__WRITTEN INSTRUCTION__.
Render the stretch of items below that opens with the line containing "Task: localize skin." and closes with the line containing "[0,40,276,143]", both included, as a JSON list of strings with one string per line and blank lines left out.

__PROVIDED ENTRIES__.
======

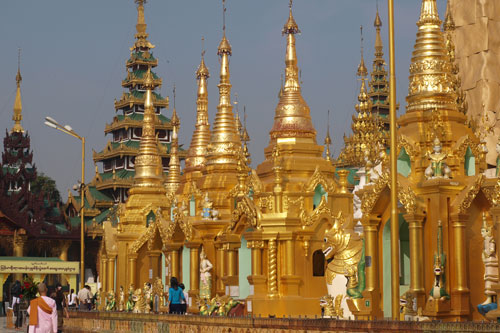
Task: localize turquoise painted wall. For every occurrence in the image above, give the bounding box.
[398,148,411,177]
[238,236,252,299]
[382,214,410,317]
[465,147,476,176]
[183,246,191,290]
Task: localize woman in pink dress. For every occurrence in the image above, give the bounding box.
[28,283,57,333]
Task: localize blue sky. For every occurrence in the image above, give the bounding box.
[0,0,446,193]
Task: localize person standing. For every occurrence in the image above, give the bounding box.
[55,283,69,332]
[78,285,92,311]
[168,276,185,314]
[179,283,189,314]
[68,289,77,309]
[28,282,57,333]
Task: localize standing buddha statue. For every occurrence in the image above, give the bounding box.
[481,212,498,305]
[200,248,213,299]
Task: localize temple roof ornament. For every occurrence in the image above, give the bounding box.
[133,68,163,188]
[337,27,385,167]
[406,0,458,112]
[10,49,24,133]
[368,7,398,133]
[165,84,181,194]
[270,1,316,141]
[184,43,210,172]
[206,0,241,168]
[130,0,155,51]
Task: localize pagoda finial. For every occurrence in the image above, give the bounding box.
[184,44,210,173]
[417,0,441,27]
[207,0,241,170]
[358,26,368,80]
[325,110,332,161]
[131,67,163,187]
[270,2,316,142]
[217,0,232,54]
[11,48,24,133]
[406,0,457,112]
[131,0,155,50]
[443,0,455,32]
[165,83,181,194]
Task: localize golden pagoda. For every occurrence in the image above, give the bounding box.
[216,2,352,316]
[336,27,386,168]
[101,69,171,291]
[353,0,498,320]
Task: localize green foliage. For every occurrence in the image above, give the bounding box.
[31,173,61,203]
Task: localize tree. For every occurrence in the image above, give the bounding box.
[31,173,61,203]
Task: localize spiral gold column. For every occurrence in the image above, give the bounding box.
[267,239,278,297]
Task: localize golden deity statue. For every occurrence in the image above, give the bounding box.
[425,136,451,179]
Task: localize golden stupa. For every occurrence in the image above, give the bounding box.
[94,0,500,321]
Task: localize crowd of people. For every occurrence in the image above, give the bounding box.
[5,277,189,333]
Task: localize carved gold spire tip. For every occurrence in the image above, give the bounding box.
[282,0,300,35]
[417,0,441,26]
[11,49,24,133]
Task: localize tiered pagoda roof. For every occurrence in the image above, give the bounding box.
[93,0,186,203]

======

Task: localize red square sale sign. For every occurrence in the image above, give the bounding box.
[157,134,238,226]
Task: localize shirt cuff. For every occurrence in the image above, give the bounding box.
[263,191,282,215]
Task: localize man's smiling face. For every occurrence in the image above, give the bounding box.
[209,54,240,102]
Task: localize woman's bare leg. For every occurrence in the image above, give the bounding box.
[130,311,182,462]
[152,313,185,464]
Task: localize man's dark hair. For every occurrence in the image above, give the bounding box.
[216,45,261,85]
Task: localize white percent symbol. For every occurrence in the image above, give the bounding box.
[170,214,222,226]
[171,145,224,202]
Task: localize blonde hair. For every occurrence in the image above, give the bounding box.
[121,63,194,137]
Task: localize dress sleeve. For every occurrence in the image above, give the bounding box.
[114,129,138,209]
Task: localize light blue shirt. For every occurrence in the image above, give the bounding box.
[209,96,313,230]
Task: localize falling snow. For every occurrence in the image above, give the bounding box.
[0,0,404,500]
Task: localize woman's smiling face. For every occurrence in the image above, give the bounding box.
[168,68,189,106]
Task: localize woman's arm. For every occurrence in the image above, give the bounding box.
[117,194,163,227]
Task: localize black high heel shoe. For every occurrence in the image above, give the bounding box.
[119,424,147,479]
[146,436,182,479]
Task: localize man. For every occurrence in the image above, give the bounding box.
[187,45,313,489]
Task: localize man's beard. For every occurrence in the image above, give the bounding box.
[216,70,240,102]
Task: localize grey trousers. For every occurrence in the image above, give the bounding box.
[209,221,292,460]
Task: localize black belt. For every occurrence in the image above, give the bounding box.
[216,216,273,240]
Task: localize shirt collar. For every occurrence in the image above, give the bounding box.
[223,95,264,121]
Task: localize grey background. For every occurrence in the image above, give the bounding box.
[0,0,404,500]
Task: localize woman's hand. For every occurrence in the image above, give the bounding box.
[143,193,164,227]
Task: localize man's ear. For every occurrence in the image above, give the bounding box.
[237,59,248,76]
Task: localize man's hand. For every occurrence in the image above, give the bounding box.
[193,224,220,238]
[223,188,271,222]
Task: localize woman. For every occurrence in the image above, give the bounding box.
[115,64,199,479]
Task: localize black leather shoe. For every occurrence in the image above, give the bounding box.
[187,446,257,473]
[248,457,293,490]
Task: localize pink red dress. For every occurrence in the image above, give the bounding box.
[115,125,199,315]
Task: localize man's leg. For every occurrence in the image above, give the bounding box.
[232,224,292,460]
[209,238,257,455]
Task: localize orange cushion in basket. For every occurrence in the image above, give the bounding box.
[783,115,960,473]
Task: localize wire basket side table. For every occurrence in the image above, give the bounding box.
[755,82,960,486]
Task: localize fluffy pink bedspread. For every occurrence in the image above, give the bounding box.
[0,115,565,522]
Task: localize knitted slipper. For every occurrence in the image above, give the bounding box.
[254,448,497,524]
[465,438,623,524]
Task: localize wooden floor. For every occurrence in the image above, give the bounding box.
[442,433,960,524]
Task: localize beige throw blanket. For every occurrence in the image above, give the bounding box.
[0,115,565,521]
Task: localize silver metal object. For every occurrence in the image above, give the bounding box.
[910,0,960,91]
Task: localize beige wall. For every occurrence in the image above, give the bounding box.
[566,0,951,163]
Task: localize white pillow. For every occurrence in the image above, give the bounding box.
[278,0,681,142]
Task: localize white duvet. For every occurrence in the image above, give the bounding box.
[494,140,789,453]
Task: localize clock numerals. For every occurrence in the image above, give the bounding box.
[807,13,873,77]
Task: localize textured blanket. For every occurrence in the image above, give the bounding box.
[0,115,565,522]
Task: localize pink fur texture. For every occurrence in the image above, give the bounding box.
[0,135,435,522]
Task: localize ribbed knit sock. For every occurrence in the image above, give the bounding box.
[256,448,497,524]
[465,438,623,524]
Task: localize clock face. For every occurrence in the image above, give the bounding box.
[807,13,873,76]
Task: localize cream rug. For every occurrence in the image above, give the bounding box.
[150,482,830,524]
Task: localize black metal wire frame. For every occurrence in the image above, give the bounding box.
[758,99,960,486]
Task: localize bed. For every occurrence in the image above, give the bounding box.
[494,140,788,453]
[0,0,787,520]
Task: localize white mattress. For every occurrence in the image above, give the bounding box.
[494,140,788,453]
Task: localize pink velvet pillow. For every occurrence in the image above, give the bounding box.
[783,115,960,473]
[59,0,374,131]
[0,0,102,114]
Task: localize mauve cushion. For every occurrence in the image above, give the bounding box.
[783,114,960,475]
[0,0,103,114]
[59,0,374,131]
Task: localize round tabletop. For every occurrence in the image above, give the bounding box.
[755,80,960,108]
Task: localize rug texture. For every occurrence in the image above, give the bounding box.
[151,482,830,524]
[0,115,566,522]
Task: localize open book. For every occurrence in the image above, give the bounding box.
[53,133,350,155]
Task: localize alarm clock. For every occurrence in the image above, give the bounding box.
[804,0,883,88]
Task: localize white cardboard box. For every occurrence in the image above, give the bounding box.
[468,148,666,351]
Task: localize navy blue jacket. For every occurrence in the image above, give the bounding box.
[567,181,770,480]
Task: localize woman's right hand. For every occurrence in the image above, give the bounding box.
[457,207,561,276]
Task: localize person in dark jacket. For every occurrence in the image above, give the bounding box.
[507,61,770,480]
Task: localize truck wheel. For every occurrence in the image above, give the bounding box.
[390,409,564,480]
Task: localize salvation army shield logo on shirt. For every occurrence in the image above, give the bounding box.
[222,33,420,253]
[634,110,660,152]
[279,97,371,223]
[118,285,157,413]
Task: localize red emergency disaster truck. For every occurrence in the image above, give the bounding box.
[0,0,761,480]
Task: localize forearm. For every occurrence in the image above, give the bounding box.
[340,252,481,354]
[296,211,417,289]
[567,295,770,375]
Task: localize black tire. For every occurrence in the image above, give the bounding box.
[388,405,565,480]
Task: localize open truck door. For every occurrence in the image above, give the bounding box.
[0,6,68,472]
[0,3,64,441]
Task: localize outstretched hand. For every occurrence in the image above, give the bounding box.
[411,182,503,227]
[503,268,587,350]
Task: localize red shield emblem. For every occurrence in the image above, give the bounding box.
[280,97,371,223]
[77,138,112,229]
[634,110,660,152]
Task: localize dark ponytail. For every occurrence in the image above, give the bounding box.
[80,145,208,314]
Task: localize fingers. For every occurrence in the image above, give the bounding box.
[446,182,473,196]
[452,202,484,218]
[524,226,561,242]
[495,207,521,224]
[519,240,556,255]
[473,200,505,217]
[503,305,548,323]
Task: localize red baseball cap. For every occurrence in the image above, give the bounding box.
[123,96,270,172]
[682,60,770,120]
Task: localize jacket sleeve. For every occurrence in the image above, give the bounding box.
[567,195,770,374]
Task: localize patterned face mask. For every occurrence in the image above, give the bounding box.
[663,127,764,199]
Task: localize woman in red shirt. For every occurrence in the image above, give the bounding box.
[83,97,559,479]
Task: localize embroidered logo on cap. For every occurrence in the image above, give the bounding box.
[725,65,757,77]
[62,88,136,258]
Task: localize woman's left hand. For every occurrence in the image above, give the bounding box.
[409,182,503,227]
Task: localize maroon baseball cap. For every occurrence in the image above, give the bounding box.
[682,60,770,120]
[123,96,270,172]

======

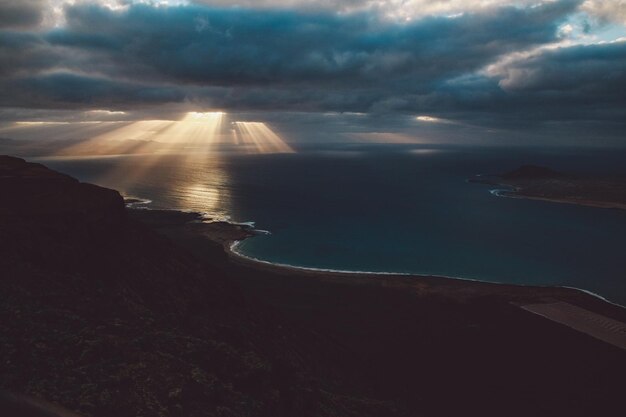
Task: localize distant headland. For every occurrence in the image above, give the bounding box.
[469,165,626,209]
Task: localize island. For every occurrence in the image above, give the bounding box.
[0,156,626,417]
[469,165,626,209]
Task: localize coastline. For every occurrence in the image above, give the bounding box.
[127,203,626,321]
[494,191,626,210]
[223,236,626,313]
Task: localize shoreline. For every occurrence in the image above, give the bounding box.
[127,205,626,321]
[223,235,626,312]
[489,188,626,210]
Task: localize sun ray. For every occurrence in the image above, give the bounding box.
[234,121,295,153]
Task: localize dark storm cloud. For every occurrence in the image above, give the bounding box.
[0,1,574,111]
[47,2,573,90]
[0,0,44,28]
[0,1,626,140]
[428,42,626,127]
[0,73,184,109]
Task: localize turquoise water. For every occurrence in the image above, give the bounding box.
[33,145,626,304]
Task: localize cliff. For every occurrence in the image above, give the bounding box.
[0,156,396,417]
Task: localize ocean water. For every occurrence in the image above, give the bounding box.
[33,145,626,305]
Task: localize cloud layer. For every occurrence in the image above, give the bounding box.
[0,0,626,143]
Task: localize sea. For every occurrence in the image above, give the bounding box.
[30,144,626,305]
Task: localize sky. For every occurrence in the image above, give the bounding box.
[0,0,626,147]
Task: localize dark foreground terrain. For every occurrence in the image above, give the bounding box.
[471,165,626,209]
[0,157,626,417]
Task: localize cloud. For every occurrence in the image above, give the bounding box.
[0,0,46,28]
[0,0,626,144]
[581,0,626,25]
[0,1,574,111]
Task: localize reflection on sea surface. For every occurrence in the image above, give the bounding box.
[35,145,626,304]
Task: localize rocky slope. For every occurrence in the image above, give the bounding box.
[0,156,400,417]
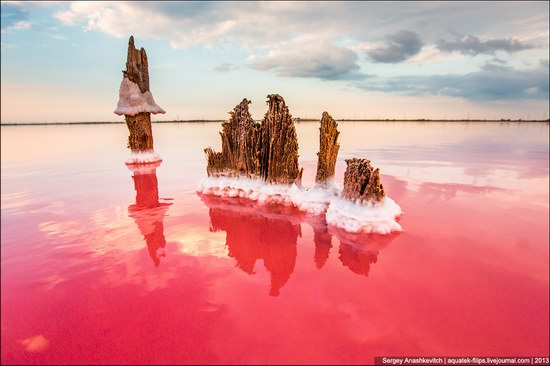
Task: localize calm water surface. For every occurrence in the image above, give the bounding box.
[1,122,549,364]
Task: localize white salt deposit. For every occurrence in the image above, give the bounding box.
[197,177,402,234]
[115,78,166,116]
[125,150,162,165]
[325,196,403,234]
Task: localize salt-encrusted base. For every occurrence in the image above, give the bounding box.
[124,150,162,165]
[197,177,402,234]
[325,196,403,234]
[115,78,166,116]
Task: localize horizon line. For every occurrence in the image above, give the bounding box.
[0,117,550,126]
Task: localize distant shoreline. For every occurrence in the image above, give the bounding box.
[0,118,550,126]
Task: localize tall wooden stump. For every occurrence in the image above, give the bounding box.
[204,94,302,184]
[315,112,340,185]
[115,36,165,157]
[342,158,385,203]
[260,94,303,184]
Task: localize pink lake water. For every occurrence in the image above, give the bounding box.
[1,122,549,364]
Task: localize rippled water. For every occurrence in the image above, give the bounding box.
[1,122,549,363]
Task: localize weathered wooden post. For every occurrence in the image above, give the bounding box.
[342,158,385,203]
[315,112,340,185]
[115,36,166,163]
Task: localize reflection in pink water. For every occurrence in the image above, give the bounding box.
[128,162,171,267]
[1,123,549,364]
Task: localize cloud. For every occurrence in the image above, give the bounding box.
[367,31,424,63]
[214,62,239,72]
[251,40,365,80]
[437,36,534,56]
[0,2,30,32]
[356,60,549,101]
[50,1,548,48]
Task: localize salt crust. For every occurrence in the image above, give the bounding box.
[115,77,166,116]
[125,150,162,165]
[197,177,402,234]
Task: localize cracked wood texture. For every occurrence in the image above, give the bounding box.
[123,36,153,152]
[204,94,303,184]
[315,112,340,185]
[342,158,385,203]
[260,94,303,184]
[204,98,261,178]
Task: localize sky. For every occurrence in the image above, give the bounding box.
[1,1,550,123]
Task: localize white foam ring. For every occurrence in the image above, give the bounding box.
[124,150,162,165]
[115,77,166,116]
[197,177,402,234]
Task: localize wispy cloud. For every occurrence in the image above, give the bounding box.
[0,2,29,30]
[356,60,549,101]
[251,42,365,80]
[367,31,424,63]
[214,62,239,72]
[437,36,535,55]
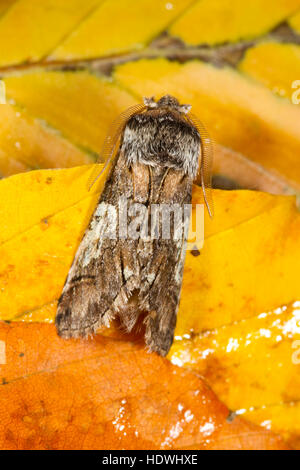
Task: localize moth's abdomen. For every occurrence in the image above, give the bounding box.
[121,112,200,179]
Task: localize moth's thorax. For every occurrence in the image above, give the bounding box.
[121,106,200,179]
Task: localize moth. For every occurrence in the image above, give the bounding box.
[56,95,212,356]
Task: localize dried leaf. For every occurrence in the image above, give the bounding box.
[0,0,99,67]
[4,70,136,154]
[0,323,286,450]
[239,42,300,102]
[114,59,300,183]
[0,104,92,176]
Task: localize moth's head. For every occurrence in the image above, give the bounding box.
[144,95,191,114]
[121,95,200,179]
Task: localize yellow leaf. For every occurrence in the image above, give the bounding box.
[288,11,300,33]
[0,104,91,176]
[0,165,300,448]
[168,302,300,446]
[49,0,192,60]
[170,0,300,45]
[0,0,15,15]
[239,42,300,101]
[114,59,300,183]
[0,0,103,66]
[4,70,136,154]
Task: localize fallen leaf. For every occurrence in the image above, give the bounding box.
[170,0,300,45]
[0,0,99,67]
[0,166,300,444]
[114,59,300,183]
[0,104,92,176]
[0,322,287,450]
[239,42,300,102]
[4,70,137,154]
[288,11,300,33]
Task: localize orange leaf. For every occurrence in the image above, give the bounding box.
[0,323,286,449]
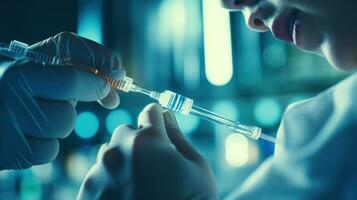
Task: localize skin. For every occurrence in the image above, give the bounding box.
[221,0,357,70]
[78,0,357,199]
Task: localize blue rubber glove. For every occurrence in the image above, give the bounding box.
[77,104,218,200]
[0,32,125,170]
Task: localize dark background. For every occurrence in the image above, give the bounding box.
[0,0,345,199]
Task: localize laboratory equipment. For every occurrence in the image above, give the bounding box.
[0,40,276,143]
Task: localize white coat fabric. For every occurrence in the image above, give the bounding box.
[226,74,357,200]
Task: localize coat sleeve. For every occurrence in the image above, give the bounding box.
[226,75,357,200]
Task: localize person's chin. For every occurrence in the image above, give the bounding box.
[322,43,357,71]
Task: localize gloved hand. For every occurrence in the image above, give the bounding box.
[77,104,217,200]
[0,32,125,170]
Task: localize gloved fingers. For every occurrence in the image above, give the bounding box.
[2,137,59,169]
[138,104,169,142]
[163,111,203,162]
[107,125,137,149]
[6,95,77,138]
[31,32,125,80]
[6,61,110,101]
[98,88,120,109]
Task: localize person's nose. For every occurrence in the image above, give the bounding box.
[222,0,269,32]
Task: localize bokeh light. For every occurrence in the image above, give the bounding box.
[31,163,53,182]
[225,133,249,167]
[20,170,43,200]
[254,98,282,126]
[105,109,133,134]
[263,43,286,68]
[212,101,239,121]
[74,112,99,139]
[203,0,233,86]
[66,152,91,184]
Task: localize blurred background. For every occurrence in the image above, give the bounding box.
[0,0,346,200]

======

__TASK OUTPUT__.
[
  "Task: localize skin. For every occurrence in the image above, give the bounding box.",
  "[221,0,357,70]",
  "[78,0,357,199]",
  "Task: localize blue rubber glove. For every occurrence in the image above, give the bounding box.",
  "[77,104,218,200]",
  "[0,32,125,170]",
  "Task: localize dark background. For every occurrence in the image above, give the bounding box.",
  "[0,0,345,199]",
  "Task: localize laboratory equipment. For every occurrence in the image above, give the bounding box.",
  "[0,40,276,143]"
]